Data for processing.
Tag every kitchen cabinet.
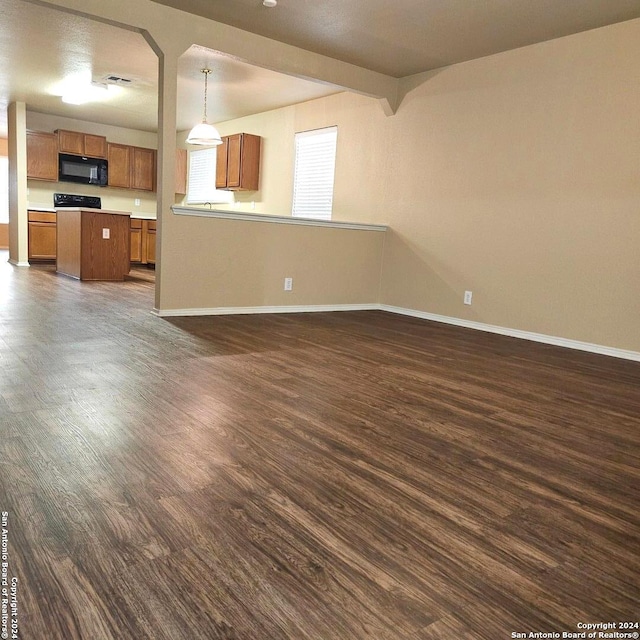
[56,129,107,158]
[107,142,156,191]
[176,149,187,195]
[107,142,131,189]
[56,208,131,281]
[130,218,156,264]
[130,218,142,262]
[27,131,58,182]
[216,133,260,191]
[147,220,157,265]
[27,211,56,262]
[131,147,156,191]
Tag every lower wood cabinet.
[131,218,156,264]
[27,211,56,262]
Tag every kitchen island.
[56,207,131,281]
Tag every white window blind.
[0,156,9,224]
[291,127,338,220]
[187,147,233,204]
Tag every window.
[291,127,338,220]
[187,147,233,204]
[0,156,9,224]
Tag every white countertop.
[54,207,131,218]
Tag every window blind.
[291,127,338,220]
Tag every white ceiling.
[0,0,339,137]
[0,0,640,137]
[154,0,640,78]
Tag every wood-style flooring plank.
[0,252,640,640]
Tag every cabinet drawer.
[28,211,56,223]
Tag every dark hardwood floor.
[0,253,640,640]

Written problem. Please rewrite the items above, swapping "Tag" for "Mark" everywhere it occurs and keeping everything else the same. Omit the pictures from your answer.

Expected answer.
Mark every kitchen cabinet.
[56,129,107,158]
[107,142,156,191]
[176,149,187,195]
[107,142,131,189]
[56,208,131,281]
[130,218,156,264]
[130,218,142,262]
[27,131,58,182]
[216,133,260,191]
[147,220,157,265]
[27,211,56,262]
[131,147,156,191]
Mark every lower wood cabinet.
[131,218,156,264]
[27,211,56,262]
Mark every kitchen island.
[56,207,131,281]
Mark every white window blind.
[0,156,9,224]
[291,127,338,220]
[187,147,233,204]
Mark every window.
[291,127,338,220]
[187,147,233,204]
[0,156,9,224]
Mark every white countertop.
[54,207,131,218]
Mark every window blind.
[291,127,338,220]
Mark every white ceiling.
[0,0,339,137]
[0,0,640,137]
[154,0,640,78]
Mark every wood-style flooring plank.
[0,252,640,640]
Mark every cabinet drawer.
[28,211,56,223]
Mark every dark hardwood floor.
[0,253,640,640]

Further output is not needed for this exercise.